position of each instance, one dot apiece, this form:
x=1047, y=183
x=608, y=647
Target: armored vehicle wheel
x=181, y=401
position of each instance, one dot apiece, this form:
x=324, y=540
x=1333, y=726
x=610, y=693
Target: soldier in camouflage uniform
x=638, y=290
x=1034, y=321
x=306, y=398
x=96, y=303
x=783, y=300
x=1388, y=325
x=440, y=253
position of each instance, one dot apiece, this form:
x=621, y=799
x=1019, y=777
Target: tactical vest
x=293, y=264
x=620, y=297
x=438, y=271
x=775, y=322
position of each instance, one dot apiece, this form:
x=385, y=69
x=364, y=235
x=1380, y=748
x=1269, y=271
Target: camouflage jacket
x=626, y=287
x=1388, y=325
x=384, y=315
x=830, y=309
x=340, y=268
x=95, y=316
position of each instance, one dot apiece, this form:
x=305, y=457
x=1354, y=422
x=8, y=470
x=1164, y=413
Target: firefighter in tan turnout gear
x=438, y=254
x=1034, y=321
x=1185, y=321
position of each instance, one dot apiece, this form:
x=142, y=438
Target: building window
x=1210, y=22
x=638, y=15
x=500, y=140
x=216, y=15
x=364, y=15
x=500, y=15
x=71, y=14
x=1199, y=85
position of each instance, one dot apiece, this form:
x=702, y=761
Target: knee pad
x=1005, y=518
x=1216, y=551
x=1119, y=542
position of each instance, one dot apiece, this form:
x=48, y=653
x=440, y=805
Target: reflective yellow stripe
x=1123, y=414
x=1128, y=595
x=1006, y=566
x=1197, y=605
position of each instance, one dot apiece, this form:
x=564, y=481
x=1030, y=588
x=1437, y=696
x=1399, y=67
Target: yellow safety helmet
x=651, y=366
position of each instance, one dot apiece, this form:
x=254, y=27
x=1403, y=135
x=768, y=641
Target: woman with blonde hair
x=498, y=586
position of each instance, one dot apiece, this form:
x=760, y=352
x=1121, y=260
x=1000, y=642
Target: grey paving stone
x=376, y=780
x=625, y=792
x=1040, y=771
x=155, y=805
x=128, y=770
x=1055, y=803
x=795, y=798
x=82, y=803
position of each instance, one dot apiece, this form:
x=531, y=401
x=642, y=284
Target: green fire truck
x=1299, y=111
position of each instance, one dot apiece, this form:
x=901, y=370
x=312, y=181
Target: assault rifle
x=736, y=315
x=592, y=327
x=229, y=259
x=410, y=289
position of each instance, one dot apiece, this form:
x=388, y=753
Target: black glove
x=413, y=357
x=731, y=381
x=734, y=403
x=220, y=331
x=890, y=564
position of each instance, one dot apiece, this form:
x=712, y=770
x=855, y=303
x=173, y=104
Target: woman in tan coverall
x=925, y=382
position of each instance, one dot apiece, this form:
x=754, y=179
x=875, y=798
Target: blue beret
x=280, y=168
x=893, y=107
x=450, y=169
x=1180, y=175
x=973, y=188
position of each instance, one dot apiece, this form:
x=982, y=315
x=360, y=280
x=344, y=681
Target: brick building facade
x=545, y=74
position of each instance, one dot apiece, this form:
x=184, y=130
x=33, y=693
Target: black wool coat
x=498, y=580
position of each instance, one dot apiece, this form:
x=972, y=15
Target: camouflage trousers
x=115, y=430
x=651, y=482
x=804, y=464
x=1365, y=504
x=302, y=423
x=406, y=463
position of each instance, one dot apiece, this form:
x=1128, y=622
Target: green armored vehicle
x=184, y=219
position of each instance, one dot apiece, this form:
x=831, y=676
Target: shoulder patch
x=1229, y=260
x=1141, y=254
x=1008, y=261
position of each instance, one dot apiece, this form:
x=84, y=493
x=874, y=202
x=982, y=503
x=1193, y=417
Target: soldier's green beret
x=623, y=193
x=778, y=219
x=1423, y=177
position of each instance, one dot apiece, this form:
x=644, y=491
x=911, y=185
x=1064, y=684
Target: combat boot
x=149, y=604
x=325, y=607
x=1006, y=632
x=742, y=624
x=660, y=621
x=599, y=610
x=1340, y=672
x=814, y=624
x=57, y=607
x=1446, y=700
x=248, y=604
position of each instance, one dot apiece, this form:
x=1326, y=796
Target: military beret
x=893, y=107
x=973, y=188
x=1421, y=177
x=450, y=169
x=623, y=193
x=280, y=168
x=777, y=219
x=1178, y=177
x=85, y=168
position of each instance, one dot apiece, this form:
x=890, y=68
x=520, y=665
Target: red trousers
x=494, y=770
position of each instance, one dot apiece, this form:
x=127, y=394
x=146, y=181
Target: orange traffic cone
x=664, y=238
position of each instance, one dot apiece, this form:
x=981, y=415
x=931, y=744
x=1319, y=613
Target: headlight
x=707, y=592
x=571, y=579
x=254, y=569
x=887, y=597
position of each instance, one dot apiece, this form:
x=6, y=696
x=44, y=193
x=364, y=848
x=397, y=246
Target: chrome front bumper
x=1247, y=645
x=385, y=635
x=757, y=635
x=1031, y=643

....................

REQUIRED WORK: Please recast every line of the material above as a Markdown table with the columns Row and Line, numbering the rows and omitting blank lines.

RESULT:
| Row | Line |
|---|---|
| 1 | position of each instance, one dot apiece, this form: |
| 2 | x=1047, y=183 |
| 3 | x=608, y=647 |
| 4 | Target: armored vehicle wheel |
| 5 | x=181, y=401 |
| 6 | position of each instance, one dot apiece, this form: |
| 7 | x=324, y=540 |
| 8 | x=1333, y=726 |
| 9 | x=610, y=693 |
| 10 | Target: soldier in camouflage uniform |
| 11 | x=638, y=290 |
| 12 | x=1034, y=321 |
| 13 | x=306, y=398 |
| 14 | x=96, y=303 |
| 15 | x=783, y=300 |
| 16 | x=1388, y=325 |
| 17 | x=440, y=253 |
| 18 | position of each instance, one dot apiece, this form: |
| 19 | x=621, y=799 |
| 20 | x=1019, y=777 |
| 21 | Target: tactical vest |
| 22 | x=293, y=264 |
| 23 | x=620, y=297 |
| 24 | x=438, y=271 |
| 25 | x=775, y=322 |
| 26 | position of each instance, one dot apiece, this form: |
| 27 | x=385, y=69 |
| 28 | x=364, y=235 |
| 29 | x=1380, y=748 |
| 30 | x=1269, y=271 |
| 31 | Target: camouflage jacket |
| 32 | x=626, y=287 |
| 33 | x=1388, y=325 |
| 34 | x=384, y=315 |
| 35 | x=830, y=309 |
| 36 | x=340, y=268 |
| 37 | x=95, y=316 |
| 38 | position of each instance, one dot apiece, this form: |
| 39 | x=305, y=457 |
| 40 | x=1354, y=422 |
| 41 | x=8, y=470 |
| 42 | x=1164, y=413 |
| 43 | Target: firefighter in tan turnout gear |
| 44 | x=438, y=254 |
| 45 | x=1034, y=321 |
| 46 | x=1185, y=321 |
| 47 | position of each instance, one dot apiece, this form: |
| 48 | x=142, y=438 |
| 49 | Target: building window |
| 50 | x=1210, y=22 |
| 51 | x=638, y=15 |
| 52 | x=500, y=140 |
| 53 | x=216, y=15 |
| 54 | x=364, y=15 |
| 55 | x=500, y=15 |
| 56 | x=71, y=14 |
| 57 | x=1199, y=85 |
| 58 | position of each instance, one dot apiece, this form: |
| 59 | x=702, y=761 |
| 60 | Target: knee pad |
| 61 | x=1005, y=518 |
| 62 | x=1216, y=551 |
| 63 | x=1119, y=542 |
| 64 | position of each instance, one dot apiece, this form: |
| 65 | x=48, y=653 |
| 66 | x=440, y=805 |
| 67 | Target: reflective yellow stripe |
| 68 | x=1123, y=414 |
| 69 | x=1128, y=595 |
| 70 | x=1006, y=566 |
| 71 | x=1197, y=605 |
| 72 | position of each instance, one dot apiece, this form: |
| 73 | x=564, y=481 |
| 74 | x=1030, y=588 |
| 75 | x=1437, y=696 |
| 76 | x=1399, y=67 |
| 77 | Target: yellow safety helmet |
| 78 | x=651, y=366 |
| 79 | position of each instance, one dot apiece, this form: |
| 80 | x=254, y=27 |
| 81 | x=1403, y=135 |
| 82 | x=768, y=641 |
| 83 | Target: woman with blonde hair |
| 84 | x=498, y=586 |
| 85 | position of each instance, one dot apiece, this form: |
| 86 | x=760, y=352 |
| 87 | x=1121, y=260 |
| 88 | x=1000, y=642 |
| 89 | Target: grey paving stone |
| 90 | x=376, y=780 |
| 91 | x=625, y=792 |
| 92 | x=1040, y=771 |
| 93 | x=155, y=805 |
| 94 | x=128, y=770 |
| 95 | x=1055, y=803 |
| 96 | x=795, y=798 |
| 97 | x=82, y=803 |
| 98 | position of each instance, one dot apiece, this form: |
| 99 | x=531, y=401 |
| 100 | x=642, y=284 |
| 101 | Target: green fire truck |
| 102 | x=1299, y=111 |
| 103 | position of each instance, one dot apiece, this form: |
| 104 | x=901, y=370 |
| 105 | x=312, y=181 |
| 106 | Target: assault rifle |
| 107 | x=736, y=315 |
| 108 | x=592, y=327 |
| 109 | x=229, y=259 |
| 110 | x=410, y=289 |
| 111 | position of each instance, one dot apiece, this form: |
| 112 | x=388, y=753 |
| 113 | Target: black glove |
| 114 | x=413, y=357 |
| 115 | x=731, y=381 |
| 116 | x=734, y=403 |
| 117 | x=220, y=331 |
| 118 | x=890, y=564 |
| 119 | position of each instance, one dot apiece, this form: |
| 120 | x=712, y=770 |
| 121 | x=855, y=303 |
| 122 | x=173, y=104 |
| 123 | Target: woman in tan coverall |
| 124 | x=925, y=382 |
| 125 | position of each instance, one dot apiece, this form: |
| 126 | x=754, y=179 |
| 127 | x=875, y=798 |
| 128 | Target: blue beret |
| 129 | x=280, y=168 |
| 130 | x=893, y=107 |
| 131 | x=450, y=169 |
| 132 | x=1180, y=175 |
| 133 | x=973, y=188 |
| 134 | position of each instance, one dot apiece, this form: |
| 135 | x=982, y=315 |
| 136 | x=360, y=280 |
| 137 | x=344, y=681 |
| 138 | Target: brick building facade |
| 139 | x=545, y=74 |
| 140 | position of each instance, one dot apiece, this form: |
| 141 | x=184, y=130 |
| 142 | x=33, y=693 |
| 143 | Target: black wool coat |
| 144 | x=498, y=580 |
| 145 | position of each instance, one dot apiece, this form: |
| 146 | x=972, y=15 |
| 147 | Target: camouflage trousers |
| 148 | x=115, y=430 |
| 149 | x=651, y=482 |
| 150 | x=804, y=464 |
| 151 | x=1365, y=504 |
| 152 | x=302, y=423 |
| 153 | x=406, y=463 |
| 154 | position of each instance, one dot apiece, this form: |
| 155 | x=1128, y=622 |
| 156 | Target: green armored vehicle |
| 157 | x=184, y=219 |
| 158 | position of each instance, one dot apiece, this form: |
| 159 | x=831, y=676 |
| 160 | Target: shoulder patch |
| 161 | x=1229, y=260 |
| 162 | x=1141, y=254 |
| 163 | x=1008, y=261 |
| 164 | position of each instance, one dot apiece, this form: |
| 165 | x=84, y=493 |
| 166 | x=874, y=202 |
| 167 | x=982, y=503 |
| 168 | x=1193, y=417 |
| 169 | Target: soldier's green beret |
| 170 | x=623, y=193 |
| 171 | x=778, y=219 |
| 172 | x=1423, y=177 |
| 173 | position of each instance, one dot apiece, this form: |
| 174 | x=644, y=491 |
| 175 | x=911, y=185 |
| 176 | x=1064, y=684 |
| 177 | Target: combat boot |
| 178 | x=149, y=604 |
| 179 | x=325, y=607 |
| 180 | x=1006, y=632 |
| 181 | x=742, y=624 |
| 182 | x=660, y=621 |
| 183 | x=599, y=610 |
| 184 | x=1340, y=672 |
| 185 | x=814, y=624 |
| 186 | x=57, y=607 |
| 187 | x=1446, y=700 |
| 188 | x=248, y=604 |
| 189 | position of each instance, one dot apiece, this form: |
| 190 | x=1326, y=796 |
| 191 | Target: military beret |
| 192 | x=893, y=107 |
| 193 | x=973, y=188 |
| 194 | x=1421, y=177 |
| 195 | x=450, y=169 |
| 196 | x=623, y=193 |
| 197 | x=280, y=168 |
| 198 | x=777, y=219 |
| 199 | x=1178, y=177 |
| 200 | x=85, y=168 |
| 201 | position of each instance, one dot apiece, this form: |
| 202 | x=890, y=68 |
| 203 | x=520, y=665 |
| 204 | Target: red trousers |
| 205 | x=494, y=770 |
| 206 | position of each instance, one dot apiece, this form: |
| 207 | x=127, y=394 |
| 208 | x=146, y=181 |
| 209 | Target: orange traffic cone |
| 210 | x=664, y=238 |
| 211 | position of each instance, one dot apiece, this form: |
| 212 | x=981, y=415 |
| 213 | x=931, y=744 |
| 214 | x=1319, y=613 |
| 215 | Target: headlight |
| 216 | x=707, y=592 |
| 217 | x=571, y=579 |
| 218 | x=254, y=569 |
| 219 | x=887, y=597 |
| 220 | position of each instance, one dot apiece, this form: |
| 221 | x=6, y=696 |
| 222 | x=44, y=193 |
| 223 | x=364, y=848 |
| 224 | x=397, y=246 |
| 225 | Target: chrome front bumper |
| 226 | x=1247, y=645 |
| 227 | x=385, y=635 |
| 228 | x=757, y=635 |
| 229 | x=1031, y=643 |